-- Start of EXTRACTED DATA --
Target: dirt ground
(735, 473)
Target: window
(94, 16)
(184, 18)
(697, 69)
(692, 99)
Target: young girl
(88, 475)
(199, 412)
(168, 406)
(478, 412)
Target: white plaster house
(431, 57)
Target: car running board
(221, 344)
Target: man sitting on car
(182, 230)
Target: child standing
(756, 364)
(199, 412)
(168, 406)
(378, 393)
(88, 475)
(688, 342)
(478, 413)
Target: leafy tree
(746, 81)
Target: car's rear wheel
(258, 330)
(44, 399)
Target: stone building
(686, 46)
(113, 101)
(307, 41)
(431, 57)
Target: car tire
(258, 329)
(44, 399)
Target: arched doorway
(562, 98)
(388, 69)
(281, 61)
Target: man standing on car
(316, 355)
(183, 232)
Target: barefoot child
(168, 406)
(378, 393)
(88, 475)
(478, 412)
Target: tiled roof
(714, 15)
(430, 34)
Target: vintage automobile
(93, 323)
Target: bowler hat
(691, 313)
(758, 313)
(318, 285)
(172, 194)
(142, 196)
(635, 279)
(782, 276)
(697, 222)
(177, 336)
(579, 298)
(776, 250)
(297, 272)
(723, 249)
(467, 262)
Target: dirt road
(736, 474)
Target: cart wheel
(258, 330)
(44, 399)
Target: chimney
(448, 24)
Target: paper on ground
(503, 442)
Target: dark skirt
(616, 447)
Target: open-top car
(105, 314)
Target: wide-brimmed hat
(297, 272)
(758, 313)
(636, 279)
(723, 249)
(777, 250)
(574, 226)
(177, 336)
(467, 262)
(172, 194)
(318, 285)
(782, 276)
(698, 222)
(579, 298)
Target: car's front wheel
-- End of EXTRACTED DATA --
EXERCISE DESCRIPTION — Extract every line above exactly as it stands.

REPLY —
Target: dirt ground
(735, 473)
Target: window
(94, 16)
(184, 18)
(697, 69)
(692, 99)
Target: young girl
(88, 475)
(199, 412)
(168, 406)
(478, 412)
Target: white plaster house
(431, 57)
Target: car running board
(221, 344)
Target: man sitting on car
(182, 230)
Target: child standing
(756, 364)
(199, 412)
(168, 406)
(378, 393)
(88, 475)
(688, 342)
(478, 413)
Target: leafy tree
(746, 81)
Target: car's rear wheel
(258, 330)
(44, 399)
Target: stone building
(686, 46)
(113, 101)
(307, 41)
(431, 57)
Target: car tire
(258, 329)
(44, 399)
Target: arched doorway
(562, 98)
(388, 69)
(281, 61)
Target: man standing on car
(316, 355)
(183, 232)
Target: barefoot child
(168, 406)
(378, 393)
(88, 475)
(478, 412)
Target: tiled roof
(714, 15)
(430, 34)
Target: vintage automobile
(93, 323)
Target: bowler hat
(691, 313)
(758, 313)
(318, 285)
(172, 194)
(142, 196)
(635, 279)
(782, 276)
(697, 222)
(177, 336)
(579, 298)
(776, 250)
(297, 272)
(723, 249)
(467, 262)
Target: dirt road
(736, 474)
Target: cart wheel
(258, 330)
(44, 399)
Target: chimney
(448, 24)
Target: paper on ground
(503, 442)
Target: dark skirt
(616, 447)
Target: open-top car
(105, 314)
Target: wide-brimmed hat
(297, 272)
(758, 313)
(636, 279)
(723, 249)
(777, 250)
(574, 226)
(177, 336)
(467, 262)
(172, 194)
(318, 285)
(782, 276)
(698, 222)
(579, 298)
Target: car's front wheel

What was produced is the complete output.